The location for the Hergé Museum in Louvain-la-Neuve was originally chosen in 2001. The futuristic building was designed by the Pritzker Prize-winning French architect Christian de Portzamparc, with interiors designed by the cartoonist Joost Swarte. On 22 May 2007 (the centenary of Hergé's birth), the first stone of the museum was laid. Two years later, in June 2009, the museum opened its doors to the public.

During the museum's inauguration, journalists were informed of the museum's policy that no photos are allowed to be taken inside the museum to prevent "copyright abuse due to the work exposed". Disgruntled, some journalists left the museum. Journalists were allowed to photograph some parts of the museum when King Albert II toured the museum the following month. During the museum's first year, 100,000 visitors arrived.

In October 2013, it was announced that the museum was operating at a loss. Although the museum is entirely private and belongs to the Hergé Foundation which holds rights over Hergé's work, the owner, Nick Rodwell, requested financial assistance from the Belgian government.

Today, the museum is mainly visited by tourists.

==Museum==
The Hergé Museum contains eight permanent galleries displaying original artwork by Hergé, and telling the story of his life and career. Although his most famous creation, The Adventures of Tintin, features prominently, his other comic strip characters (such as Jo, Zette and Jocko, and Quick and Flupke) are also present. The exhibitions also include examples of Hergé's diverse and prolific output working as a graphic designer in the 1930s.

Image-grounded pointing data
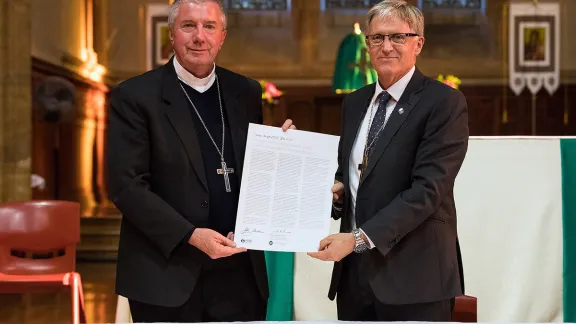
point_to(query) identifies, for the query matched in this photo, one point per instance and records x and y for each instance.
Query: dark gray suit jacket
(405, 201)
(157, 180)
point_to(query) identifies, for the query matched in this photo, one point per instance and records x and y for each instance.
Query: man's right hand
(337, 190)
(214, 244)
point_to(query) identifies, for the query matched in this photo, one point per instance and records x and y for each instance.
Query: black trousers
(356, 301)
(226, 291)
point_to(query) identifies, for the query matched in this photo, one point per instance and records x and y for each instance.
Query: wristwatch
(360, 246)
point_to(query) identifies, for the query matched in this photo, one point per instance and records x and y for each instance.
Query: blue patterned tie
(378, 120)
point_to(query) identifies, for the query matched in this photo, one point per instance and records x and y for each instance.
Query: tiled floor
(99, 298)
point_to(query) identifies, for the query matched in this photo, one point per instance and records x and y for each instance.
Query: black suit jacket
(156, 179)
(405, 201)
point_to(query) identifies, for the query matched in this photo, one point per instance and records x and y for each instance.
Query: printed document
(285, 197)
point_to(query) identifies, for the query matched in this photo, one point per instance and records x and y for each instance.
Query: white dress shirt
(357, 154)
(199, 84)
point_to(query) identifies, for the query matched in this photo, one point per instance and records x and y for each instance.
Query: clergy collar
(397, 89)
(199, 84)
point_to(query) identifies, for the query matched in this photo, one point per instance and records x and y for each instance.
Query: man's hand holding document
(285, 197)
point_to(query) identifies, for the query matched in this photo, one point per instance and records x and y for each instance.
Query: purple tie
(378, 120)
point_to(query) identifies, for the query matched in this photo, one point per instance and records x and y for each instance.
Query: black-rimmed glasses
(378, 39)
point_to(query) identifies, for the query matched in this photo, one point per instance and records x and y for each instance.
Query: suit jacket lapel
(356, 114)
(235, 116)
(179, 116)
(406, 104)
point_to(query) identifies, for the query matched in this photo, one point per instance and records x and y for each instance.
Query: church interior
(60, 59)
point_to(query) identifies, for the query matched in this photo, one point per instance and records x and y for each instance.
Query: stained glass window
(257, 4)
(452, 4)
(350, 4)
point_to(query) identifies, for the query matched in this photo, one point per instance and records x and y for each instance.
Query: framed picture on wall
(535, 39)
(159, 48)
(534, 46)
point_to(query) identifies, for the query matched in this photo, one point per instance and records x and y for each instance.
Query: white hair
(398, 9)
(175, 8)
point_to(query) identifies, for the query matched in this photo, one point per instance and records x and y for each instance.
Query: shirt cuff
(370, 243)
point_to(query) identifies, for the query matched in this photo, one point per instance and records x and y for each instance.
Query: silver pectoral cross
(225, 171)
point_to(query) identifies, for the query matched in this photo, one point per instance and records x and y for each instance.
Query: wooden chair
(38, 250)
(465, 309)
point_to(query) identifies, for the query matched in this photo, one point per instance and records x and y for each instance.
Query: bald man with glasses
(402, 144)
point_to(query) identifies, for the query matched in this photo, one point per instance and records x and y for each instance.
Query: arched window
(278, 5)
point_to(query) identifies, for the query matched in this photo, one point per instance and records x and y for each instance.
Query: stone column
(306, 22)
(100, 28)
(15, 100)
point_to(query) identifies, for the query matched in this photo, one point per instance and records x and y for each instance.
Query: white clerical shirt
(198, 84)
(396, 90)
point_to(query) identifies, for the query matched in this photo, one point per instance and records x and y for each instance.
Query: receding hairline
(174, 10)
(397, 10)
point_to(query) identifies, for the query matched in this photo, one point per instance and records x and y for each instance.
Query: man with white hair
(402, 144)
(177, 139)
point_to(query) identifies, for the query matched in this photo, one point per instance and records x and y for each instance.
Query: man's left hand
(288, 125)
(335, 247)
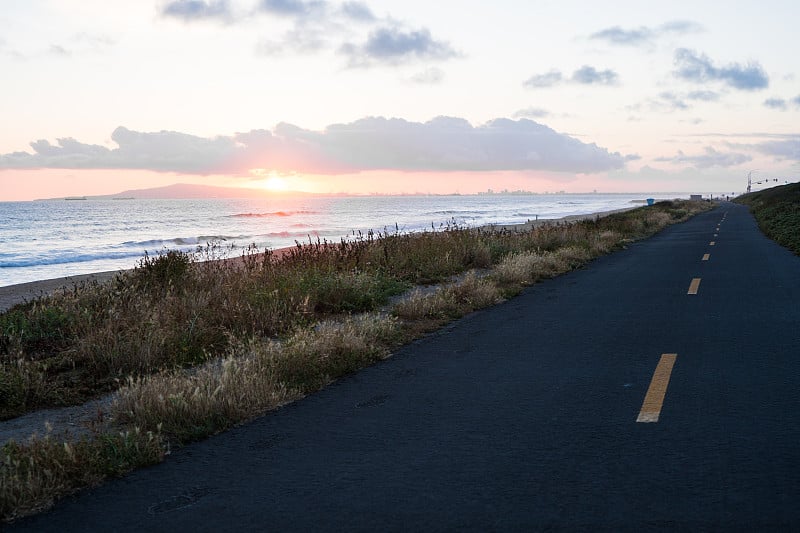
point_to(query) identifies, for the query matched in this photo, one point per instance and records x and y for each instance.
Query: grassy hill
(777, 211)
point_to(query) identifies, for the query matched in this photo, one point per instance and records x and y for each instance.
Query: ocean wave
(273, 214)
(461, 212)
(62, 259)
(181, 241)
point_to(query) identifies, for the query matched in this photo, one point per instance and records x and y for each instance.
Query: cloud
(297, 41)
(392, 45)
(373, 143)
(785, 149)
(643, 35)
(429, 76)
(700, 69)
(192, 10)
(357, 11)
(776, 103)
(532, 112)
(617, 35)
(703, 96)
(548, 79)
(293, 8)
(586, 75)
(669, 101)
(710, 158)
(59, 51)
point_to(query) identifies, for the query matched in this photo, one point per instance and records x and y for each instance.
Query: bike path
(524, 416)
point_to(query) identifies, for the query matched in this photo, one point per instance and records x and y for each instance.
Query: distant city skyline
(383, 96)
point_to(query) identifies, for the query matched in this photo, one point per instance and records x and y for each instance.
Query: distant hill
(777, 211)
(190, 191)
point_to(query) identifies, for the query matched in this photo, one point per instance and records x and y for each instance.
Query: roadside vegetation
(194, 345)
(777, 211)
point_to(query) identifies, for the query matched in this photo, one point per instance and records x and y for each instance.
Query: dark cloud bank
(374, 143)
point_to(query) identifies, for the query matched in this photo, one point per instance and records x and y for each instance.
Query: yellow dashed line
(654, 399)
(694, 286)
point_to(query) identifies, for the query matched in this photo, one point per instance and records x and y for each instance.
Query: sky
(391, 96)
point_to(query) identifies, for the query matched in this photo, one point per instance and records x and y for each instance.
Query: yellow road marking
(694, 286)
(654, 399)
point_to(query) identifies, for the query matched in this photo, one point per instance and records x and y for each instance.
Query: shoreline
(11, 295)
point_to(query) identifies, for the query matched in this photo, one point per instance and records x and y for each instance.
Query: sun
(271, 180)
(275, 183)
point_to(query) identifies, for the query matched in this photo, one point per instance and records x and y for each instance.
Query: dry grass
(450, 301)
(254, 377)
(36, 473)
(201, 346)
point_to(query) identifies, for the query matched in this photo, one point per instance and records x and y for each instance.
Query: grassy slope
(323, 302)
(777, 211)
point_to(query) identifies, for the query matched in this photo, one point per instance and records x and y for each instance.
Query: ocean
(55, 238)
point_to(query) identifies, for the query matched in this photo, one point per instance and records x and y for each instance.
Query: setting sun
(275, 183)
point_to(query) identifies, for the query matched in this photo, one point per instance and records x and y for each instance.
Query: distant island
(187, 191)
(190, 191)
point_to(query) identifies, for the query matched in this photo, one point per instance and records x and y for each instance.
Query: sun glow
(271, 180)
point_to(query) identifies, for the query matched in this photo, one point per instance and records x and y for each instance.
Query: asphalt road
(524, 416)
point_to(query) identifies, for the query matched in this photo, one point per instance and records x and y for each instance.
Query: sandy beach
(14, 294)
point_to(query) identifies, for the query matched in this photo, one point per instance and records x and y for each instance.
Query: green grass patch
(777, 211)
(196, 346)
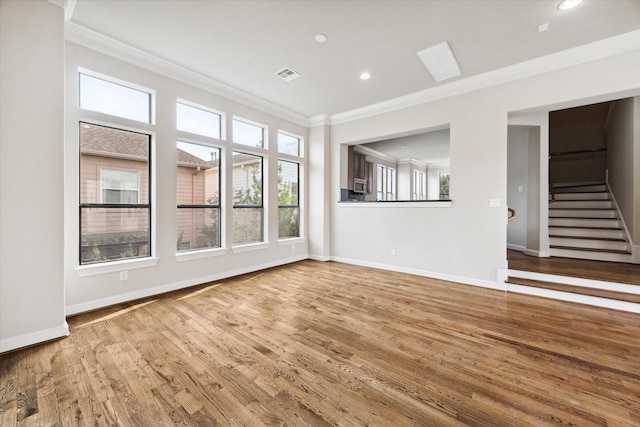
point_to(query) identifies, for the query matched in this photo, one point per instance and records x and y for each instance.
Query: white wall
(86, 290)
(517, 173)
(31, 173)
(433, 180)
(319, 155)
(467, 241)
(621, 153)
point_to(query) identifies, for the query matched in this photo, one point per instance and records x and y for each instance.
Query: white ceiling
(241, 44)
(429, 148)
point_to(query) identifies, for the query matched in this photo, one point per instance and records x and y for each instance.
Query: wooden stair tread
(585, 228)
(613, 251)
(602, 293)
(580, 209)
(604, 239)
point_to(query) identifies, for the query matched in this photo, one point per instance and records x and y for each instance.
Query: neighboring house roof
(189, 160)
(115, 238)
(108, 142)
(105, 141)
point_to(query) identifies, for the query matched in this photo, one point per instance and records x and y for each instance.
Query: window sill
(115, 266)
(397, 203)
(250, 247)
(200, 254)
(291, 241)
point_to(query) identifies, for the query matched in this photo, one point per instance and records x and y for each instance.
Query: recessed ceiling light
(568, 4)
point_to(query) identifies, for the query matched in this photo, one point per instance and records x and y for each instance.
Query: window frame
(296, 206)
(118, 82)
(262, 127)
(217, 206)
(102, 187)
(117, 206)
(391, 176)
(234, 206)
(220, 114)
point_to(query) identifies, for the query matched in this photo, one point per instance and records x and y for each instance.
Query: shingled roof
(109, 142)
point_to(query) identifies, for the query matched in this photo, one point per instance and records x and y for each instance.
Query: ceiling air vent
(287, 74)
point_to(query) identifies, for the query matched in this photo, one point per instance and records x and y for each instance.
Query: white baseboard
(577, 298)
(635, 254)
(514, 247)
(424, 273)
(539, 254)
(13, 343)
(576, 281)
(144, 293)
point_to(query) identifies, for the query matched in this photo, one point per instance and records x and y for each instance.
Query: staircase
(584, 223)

## Problems and tasks
- 1) From the Hergé Museum passage, extract the portion that begins at the words "The location for" and stops after "to the public.".
- 2) According to the Hergé Museum passage, how many visitors came during the museum's first year?
- 3) Proceed with the Hergé Museum passage, picking up after its final sentence.
The data plays no part in this.

## Solved problems
- 1)
The location for the Hergé Museum in Louvain-la-Neuve was originally chosen in 2001. The futuristic building was designed by the Pritzker Prize-winning French architect Christian de Portzamparc, with interiors designed by the cartoonist Joost Swarte. On 22 May 2007 (the centenary of Hergé's birth), the first stone of the museum was laid. Two years later, in June 2009, the museum opened its doors to the public.

- 2) 100,000 visitors came during the first year.

- 3)
Visitors begin at the top floor. The first room is dedicated to Hergé's life. The second room displays Hergé's many interests, his early commercial illustrations, and his early comics. Visitors then cross a long walkway, viewing the lobby on one side and an oak forest outside on the other. The third room introduces the world of Tintin, with nine glass vitrines dedicated to the main characters of the series. The fourth room focuses on Hergé and cinema. Moving down one floor, visitors enter the largest room in the museum, devoted to places in the world Tintin has travelled. Next to this is another large room of Professor Calculus' "laboratory", which focuses on science in the Tintin books. Crossing a lower bridge, visitors learn about Studios Hergé. The final room is called "Hergé Acclaimed", showing Hergé's connections to politicians, artists and philosophers.

The museum houses a temporary exhibition gallery on the main floor, which is updated every few months to host new exhibitions (with diverse titles such as Tintin, Hergé and Trains and Into Tibet with Tintin). Visitors are offered a three-hour narrated tour of the museum via headphones connected to an iPod.

== Controversies and criticism ==
When the building was unveiled to the press on 25 May 2009, they were not allowed to photograph or film any of the exhibits "to avoid a multitude of shots of the originals on display in the rooms". This provoked the anger of some journalists, who left the inauguration.

The construction of the Musée Hergé also led to the closure of the Maison des Jeunes de Louvain-la-Neuve, as the building it occupied on the outskirts of the museum's present site was demolished. Since then, the Maison des Jeunes has found a new home a few steps away, on the voie des Hennuyers.

The museum has been accused of catering to die-hard fans at the expense of other groups.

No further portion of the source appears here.